Short problem 1
Answer these questions about the Dororo essay:
(a) Where did a different version of the essay first appear, and in how many parts?
(b) Which Tezuka title has sexual politics that the writer calls iffy?
(c) What was the writer preparing for by sitting down with Dororo again?
Short problem 2
Carry the essay on Tezuka's Dororo forward from its final sentence.

Warning: This article contains major spoilers.
A different version of this essay originally appeared at Genji Press in three parts [1, 2, 3].

Among the many reasons Osamu Tezuka's work has been so canonized with manga readers is its revisitability. Some of his titles have not aged as well (Swallowing The Earth's sexual politics are, ahem, iffy), but many more remain perennials because they have something new to offer every generation that encounters them: Black Jack, Astro-Boy, Buddha, Message To Adolf, Ode To Kirihito. It helps when the story is either decoupled from the moment or outright timeless. Dororo has the timelessness of a fable and the rousing immediacy of a fantasy action film, and in the space between those two it grows something that draws on the best of both story modes. I sat down with it once more, as preparation for the new TV anime adaptation airing as I write this, and while I found it more of a jumble than I remember (especially its hasty conclusion), it's also a showcase for all the ways Tezuka still distinguished himself as a storyteller.

Supplied information

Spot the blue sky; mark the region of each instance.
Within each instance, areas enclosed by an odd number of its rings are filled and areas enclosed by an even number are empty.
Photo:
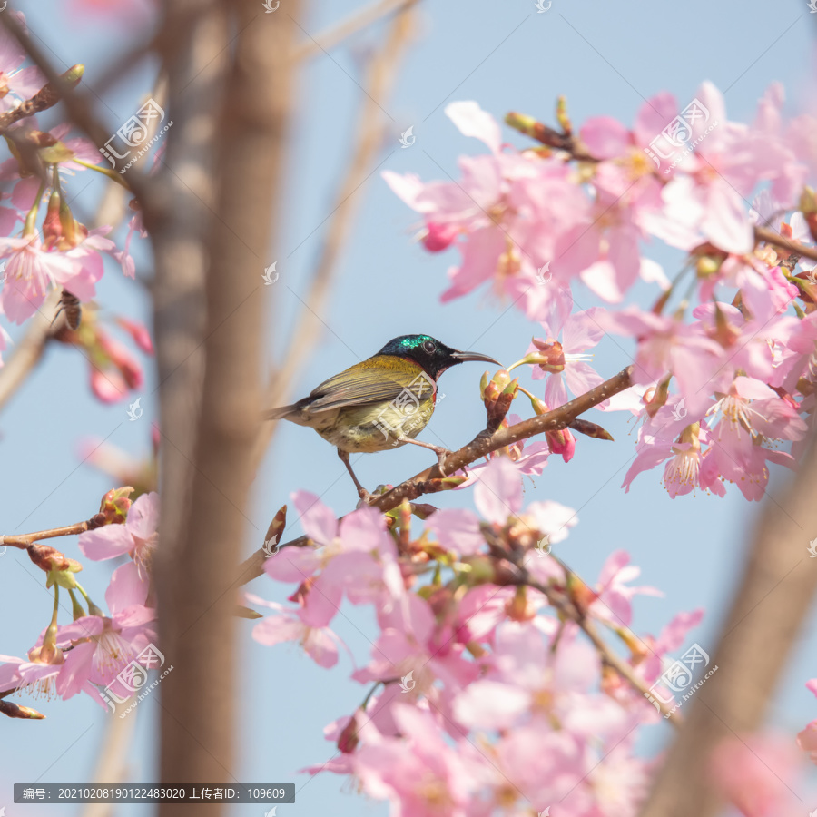
[[[286,2],[281,0],[281,11],[286,11]],[[261,5],[259,0],[262,12]],[[133,36],[130,26],[112,22],[88,25],[69,19],[66,4],[55,0],[21,2],[18,7],[58,65],[86,64],[86,81],[92,87],[105,64]],[[299,23],[314,34],[356,7],[327,0],[301,11]],[[381,102],[389,133],[377,161],[381,170],[416,172],[427,180],[444,178],[446,172],[456,175],[458,155],[483,151],[480,143],[463,137],[445,116],[445,105],[454,100],[476,100],[500,120],[506,112],[516,110],[552,122],[556,98],[566,94],[576,125],[602,113],[629,124],[645,98],[665,89],[685,103],[706,79],[724,92],[729,117],[738,121],[751,121],[758,97],[772,80],[783,83],[792,113],[813,100],[812,44],[817,15],[809,14],[805,0],[749,0],[740,5],[690,0],[681,5],[641,0],[591,5],[553,0],[544,14],[537,14],[533,0],[473,0],[424,4],[419,20],[392,98]],[[315,57],[300,78],[285,219],[280,244],[270,251],[270,261],[277,261],[281,278],[273,287],[263,288],[270,301],[270,331],[259,342],[265,344],[271,361],[286,354],[281,344],[300,309],[320,250],[320,225],[331,211],[346,169],[360,104],[360,56],[380,41],[383,32],[381,25],[375,26],[330,55]],[[110,123],[112,133],[138,107],[139,96],[151,81],[146,66],[101,94],[101,115]],[[417,141],[402,149],[398,137],[408,126],[413,126]],[[525,143],[507,129],[503,133],[507,141]],[[78,176],[70,192],[92,212],[102,187],[94,180],[84,189],[87,176]],[[329,306],[320,316],[324,329],[319,354],[299,373],[295,397],[402,333],[427,332],[451,346],[475,349],[507,362],[521,356],[530,336],[537,333],[536,325],[484,292],[440,304],[446,271],[457,262],[455,253],[430,255],[412,241],[416,214],[389,192],[378,172],[354,195],[359,199],[359,219],[340,259]],[[679,262],[677,253],[659,246],[650,248],[648,255],[664,264],[668,274]],[[139,275],[147,277],[146,247],[140,249],[137,261]],[[649,291],[644,288],[636,297],[645,299]],[[576,297],[583,308],[597,303],[580,287]],[[113,266],[99,287],[98,300],[113,312],[150,320],[143,288],[123,280]],[[621,348],[609,340],[602,341],[594,359],[595,368],[605,377],[628,362]],[[481,428],[481,372],[479,365],[468,364],[444,376],[441,387],[447,398],[422,438],[458,448]],[[145,414],[138,422],[128,420],[125,405],[96,402],[86,381],[84,360],[70,350],[52,349],[0,418],[0,456],[5,465],[0,473],[3,531],[65,524],[96,510],[99,497],[111,486],[106,477],[80,464],[79,438],[107,437],[134,455],[149,449],[148,421],[156,411],[155,377],[150,368],[142,392]],[[521,404],[517,410],[524,410]],[[713,645],[743,567],[759,506],[747,503],[734,488],[728,489],[725,499],[699,494],[671,500],[657,471],[639,477],[625,494],[620,485],[633,456],[635,431],[623,414],[599,421],[615,442],[581,439],[572,462],[565,465],[553,458],[541,477],[527,483],[526,501],[550,498],[578,510],[579,524],[557,552],[589,580],[595,580],[611,551],[630,551],[633,562],[643,568],[643,582],[665,594],[663,598],[636,600],[634,626],[638,632],[657,635],[675,612],[703,606],[706,617],[694,639],[704,647]],[[365,485],[373,487],[397,483],[432,460],[429,452],[408,446],[364,457],[356,470]],[[773,482],[778,476],[773,474]],[[250,505],[248,554],[261,545],[274,512],[300,487],[320,495],[339,514],[355,500],[331,448],[310,429],[282,424]],[[435,504],[442,507],[463,503],[470,504],[463,494],[435,497]],[[806,538],[817,534],[809,533]],[[76,555],[75,541],[64,544],[69,554]],[[796,569],[813,564],[807,560],[806,544],[804,561]],[[98,588],[96,596],[102,597],[109,575],[108,566],[85,563],[84,584]],[[249,589],[276,601],[286,595],[283,586],[266,578],[256,580]],[[51,602],[44,590],[41,575],[25,557],[11,551],[0,557],[0,621],[5,623],[0,627],[0,652],[22,655],[45,625]],[[348,618],[339,616],[338,633],[361,664],[369,655],[368,639],[376,632],[373,622],[358,609],[344,608],[344,613]],[[343,779],[325,775],[310,781],[294,773],[332,754],[332,745],[322,739],[322,728],[350,713],[365,694],[349,680],[349,660],[341,657],[339,666],[327,672],[295,648],[273,650],[256,645],[250,629],[248,624],[241,643],[242,748],[233,770],[236,778],[296,782],[297,803],[279,808],[281,815],[319,811],[334,817],[387,813],[384,805],[354,794]],[[817,636],[809,622],[770,718],[790,735],[817,716],[817,702],[803,686],[817,675],[815,647]],[[10,817],[37,813],[31,806],[24,811],[9,805],[12,783],[79,783],[93,773],[105,724],[103,710],[80,698],[44,703],[40,708],[48,716],[44,722],[3,722],[0,741],[5,760],[0,806],[6,805]],[[140,706],[130,758],[133,781],[154,777],[158,712],[154,701]],[[670,737],[669,727],[653,727],[645,731],[641,747],[655,751]],[[802,796],[805,799],[806,794]],[[809,809],[814,804],[817,800],[805,801]],[[119,812],[135,813],[134,808],[122,807]],[[234,813],[260,817],[263,811],[241,806]],[[52,807],[46,813],[80,812],[76,807]]]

Written answer 1
(a) Genji Press, in three parts.
(b) Swallowing The Earth.
(c) The new TV anime adaptation.

Written answer 2
If you want to be immortal, you need something to trade in

Ages ago in ancient Japan, ambitious Lord Daigo promised to give the Forty-Eight Demon Gods anything they wanted in exchange for being absolute ruler of Japan. The price was Daigo's as-yet-unborn son—or, rather, forty-eight body parts from the boy. When Daigo’s son is indeed born horribly deformed, Daigo browbeats the boy’s mother into abandoning him, Moses-like, in a basket sent downstream.

Years go by. The boy is found by a doctor, taken in as his own son, and over the years the child develops telepathic abilities to compensate for his lack of sensory organs or limbs. The doctor builds an artificial body for the boy (shades of Pinoco in Black Jack), and trains him diligently to walk, speak and intermingle freely with humanity. But demons are drawn to the boy, making life difficult in the doctor’s house (to say the least). Finally, after equipping the boy with a pair of swords concealed in his fake arms, the doctor christens him Hyakkimaru—"Hundred-Demon Boy"—and urges him to travel and find a place where he can be accepted for what he is.

It doesn’t take Hyakkimaru long to find out why he’s being haunted. The demons that chase him number forty-eight, one for each missing body part. As he vanquishes each one, another part of his body manifests for real: an eye here, a finger there. But whenever he has tried to find a place to be, circumstance conspires against him. When he falls in love with a woman who lives with a gang of orphans, bandits kill her and burn his house down; he slaughters them all in retribution. A life on the road just seems more reasonable than looking for false hope.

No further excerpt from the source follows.